Record set -
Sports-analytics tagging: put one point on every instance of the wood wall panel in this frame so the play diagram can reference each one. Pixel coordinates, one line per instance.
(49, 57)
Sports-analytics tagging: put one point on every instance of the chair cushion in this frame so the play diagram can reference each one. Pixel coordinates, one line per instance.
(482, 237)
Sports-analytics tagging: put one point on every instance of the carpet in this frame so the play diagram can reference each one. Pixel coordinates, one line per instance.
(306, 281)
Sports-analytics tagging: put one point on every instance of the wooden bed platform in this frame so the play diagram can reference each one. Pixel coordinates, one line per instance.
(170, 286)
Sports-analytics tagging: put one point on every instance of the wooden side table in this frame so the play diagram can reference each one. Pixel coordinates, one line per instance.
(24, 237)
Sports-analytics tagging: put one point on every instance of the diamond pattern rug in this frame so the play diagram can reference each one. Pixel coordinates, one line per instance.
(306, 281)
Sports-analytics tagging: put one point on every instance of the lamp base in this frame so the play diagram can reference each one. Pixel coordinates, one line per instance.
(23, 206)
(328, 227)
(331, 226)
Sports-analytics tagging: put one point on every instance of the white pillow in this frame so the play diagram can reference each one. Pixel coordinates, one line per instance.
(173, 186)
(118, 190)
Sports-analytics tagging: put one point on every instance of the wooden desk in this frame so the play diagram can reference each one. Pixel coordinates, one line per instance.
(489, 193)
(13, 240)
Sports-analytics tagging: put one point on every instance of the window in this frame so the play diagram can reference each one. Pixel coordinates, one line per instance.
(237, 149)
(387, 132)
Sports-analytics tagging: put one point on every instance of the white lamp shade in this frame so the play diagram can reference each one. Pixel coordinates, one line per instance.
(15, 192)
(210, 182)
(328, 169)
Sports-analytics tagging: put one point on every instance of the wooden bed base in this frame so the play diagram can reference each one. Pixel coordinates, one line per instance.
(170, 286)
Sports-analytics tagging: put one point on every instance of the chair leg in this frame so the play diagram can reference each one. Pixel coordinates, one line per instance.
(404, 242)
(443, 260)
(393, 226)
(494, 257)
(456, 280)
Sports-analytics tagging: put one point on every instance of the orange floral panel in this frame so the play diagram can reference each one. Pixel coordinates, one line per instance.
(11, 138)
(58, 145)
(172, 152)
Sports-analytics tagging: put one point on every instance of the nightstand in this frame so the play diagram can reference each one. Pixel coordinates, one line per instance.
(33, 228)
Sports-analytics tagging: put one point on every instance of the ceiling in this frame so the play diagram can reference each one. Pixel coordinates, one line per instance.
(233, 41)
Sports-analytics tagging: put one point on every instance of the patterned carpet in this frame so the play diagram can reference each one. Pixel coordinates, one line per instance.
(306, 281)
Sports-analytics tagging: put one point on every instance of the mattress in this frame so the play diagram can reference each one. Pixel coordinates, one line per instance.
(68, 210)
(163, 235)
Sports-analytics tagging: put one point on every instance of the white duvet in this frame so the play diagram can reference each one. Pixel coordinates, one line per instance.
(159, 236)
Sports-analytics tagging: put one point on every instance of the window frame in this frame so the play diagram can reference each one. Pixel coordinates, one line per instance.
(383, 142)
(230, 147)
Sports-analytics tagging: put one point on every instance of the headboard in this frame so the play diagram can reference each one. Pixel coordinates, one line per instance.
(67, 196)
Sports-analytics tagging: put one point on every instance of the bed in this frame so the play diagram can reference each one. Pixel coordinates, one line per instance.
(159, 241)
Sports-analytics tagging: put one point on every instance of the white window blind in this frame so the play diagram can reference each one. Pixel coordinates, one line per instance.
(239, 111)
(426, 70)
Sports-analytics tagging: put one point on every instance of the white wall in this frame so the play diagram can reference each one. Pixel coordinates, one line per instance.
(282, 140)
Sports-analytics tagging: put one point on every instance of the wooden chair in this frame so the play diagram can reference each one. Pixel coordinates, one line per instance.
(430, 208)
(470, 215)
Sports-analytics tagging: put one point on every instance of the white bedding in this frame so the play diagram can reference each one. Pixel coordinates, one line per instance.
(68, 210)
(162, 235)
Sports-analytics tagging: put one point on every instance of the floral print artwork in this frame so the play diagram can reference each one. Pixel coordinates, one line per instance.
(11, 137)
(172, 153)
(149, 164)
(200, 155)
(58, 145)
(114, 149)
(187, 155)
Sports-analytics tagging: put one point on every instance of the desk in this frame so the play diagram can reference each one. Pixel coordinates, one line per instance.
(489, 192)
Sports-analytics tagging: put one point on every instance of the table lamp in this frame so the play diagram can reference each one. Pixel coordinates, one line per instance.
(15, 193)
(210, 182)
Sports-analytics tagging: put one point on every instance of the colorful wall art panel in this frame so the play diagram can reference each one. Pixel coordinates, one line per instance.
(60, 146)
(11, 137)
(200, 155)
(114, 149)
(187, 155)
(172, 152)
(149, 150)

Required work - Reproduce the rows above verbatim.

Task response -
Sports-analytics tagging: put one point on every instance of the wood wall panel in this frame so the play diagram can reference each one. Pixel coordinates, one line per instance.
(49, 57)
Sports-analytics tagging: put one point on every instance of the chair cushion in this frame so the play diagram can reference each one. Pixel coordinates, one line per instance.
(482, 237)
Sports-analytics tagging: put one point on every instance of the carpet in this frame so the play diagram can reference each one. Pixel coordinates, one line per instance.
(306, 281)
Sports-analytics tagging: put one point on every instance of the wooden bed platform in this frame so the play diagram can reference each one. Pixel coordinates, one line per instance.
(170, 286)
Sports-analytics tagging: put one point on every instance of the wooden side table in this frame so the play diagram can reference each one. Pixel coordinates, one line per instance.
(24, 237)
Sports-analytics tagging: put one point on every instance of the diamond pattern rug in this frame so the play diagram can reference each one. Pixel coordinates, one line per instance.
(306, 281)
Sports-analytics tagging: put one point on every instance of the lamp base in this frame so the play diagram can reference each one. Pixel coordinates, one line per instance.
(23, 206)
(328, 227)
(331, 226)
Sports-analytics tagging: put one point on every instance of the white pillow in this frame so the play diagram can reference each one. Pixel coordinates, one line per instance.
(173, 186)
(118, 190)
Sports-analytics tagging: put one point on every instance of the wooden desk in this frame so the play diagram can reference each one. Pixel coordinates, one line per instance.
(489, 193)
(13, 240)
Sports-analytics tagging: put one point on every instance of the window in this frame so the play diagram can reference each one. Pixel coordinates, one line per instance.
(237, 149)
(387, 132)
Sports-analytics tagging: put one point on every instance of the white lamp shade in this frame so the play diagram can reference each one. Pixel coordinates, one line per instance.
(15, 192)
(210, 182)
(328, 169)
Sports-analytics tagging: put one point on every instance of the wooden bed base in this frame so the play diagram can reference each one. Pixel coordinates, one line per instance.
(170, 286)
Sports-analytics tagging: put one point on every instance of the chair leg in this frame so the play diagram can reference each one. Pixel coordinates, one line per instance.
(404, 242)
(443, 260)
(393, 226)
(494, 257)
(456, 280)
Sports-analytics tagging: put one point on every instance of the orange floral panel in this frame so the play diagram can reference each one. Pixel coordinates, one line per instance.
(11, 138)
(58, 145)
(172, 152)
Sports-analytics tagging: put one point on every instance of the nightstand in this frame so the play diagram can reference each one. Pixel coordinates, one line per instance.
(33, 228)
Sports-analytics tagging: put one point on every instance of the ceiling in this frame so the play diagram can reference each one. Pixel coordinates, one line per instance.
(233, 41)
Sports-analytics tagging: put one point on every instance of the patterned carpet in this frame so the play diagram can reference each one. Pixel coordinates, one line per instance.
(306, 281)
Sports-analytics tagging: put one point on every instance of the mattress in this frame so the play diagram can reference each one. Pixel coordinates, one line per instance.
(68, 210)
(163, 235)
Sports-analytics tagging: put one point on every instance of the white duvet in this frame so the play diagram can reference each one. Pixel coordinates, one line per instance.
(159, 236)
Sports-analytics tagging: put one point on every instance of the window frame in this frame so the play diagram can reference each one. Pixel coordinates, one line per instance.
(383, 142)
(230, 147)
Sports-analytics tagging: put one point on every instance of the headboard in this frame so the play diagram can reference each one. Pixel coordinates, one line per instance.
(67, 196)
Sports-analytics tagging: put one point on every instance of the bed in this frame so the play diagram can reference each one. Pixel coordinates, one line per instance.
(159, 241)
Sports-analytics tagging: put one point on every instance of the white window blind in this frame so the play diagram can reference each one. Pixel coordinates, one line per instance.
(239, 111)
(426, 70)
Sports-analytics tagging: put one point on every instance of the white wall in this frame so the play diagram can reference each one. Pixel coordinates, one line per instance.
(282, 140)
Sports-analytics tagging: put one point on every instance of the wooden chair in this frame so the play diagram can reference each one. Pixel coordinates, one line per instance.
(430, 208)
(470, 215)
Sports-analytics tagging: put one point on every instance of the white bedding in this frame so the play diagram can reference each one. Pixel coordinates, one line per instance.
(68, 210)
(162, 235)
Sports-analytics tagging: put one point on every instance of the floral print artwork in this frame so the play diagram can reference each one. Pixel coordinates, one line per instance.
(11, 137)
(172, 153)
(149, 164)
(200, 155)
(58, 145)
(114, 149)
(187, 155)
Sports-analytics tagging: put one point on every instance of the desk in this frame so the play diagram can reference each one. Pixel coordinates, one line per instance.
(489, 192)
Sports-analytics tagging: put one point on every instance of the table lamp in this frame so the play diagram can reference each one. Pixel coordinates, one line per instance.
(15, 193)
(210, 182)
Sports-analytics tagging: put one point on every instance of the colorful wall art panel in this frame so the play diagram can reference each one. Pixel coordinates, one line per instance.
(60, 146)
(11, 137)
(200, 155)
(114, 149)
(187, 155)
(172, 152)
(149, 150)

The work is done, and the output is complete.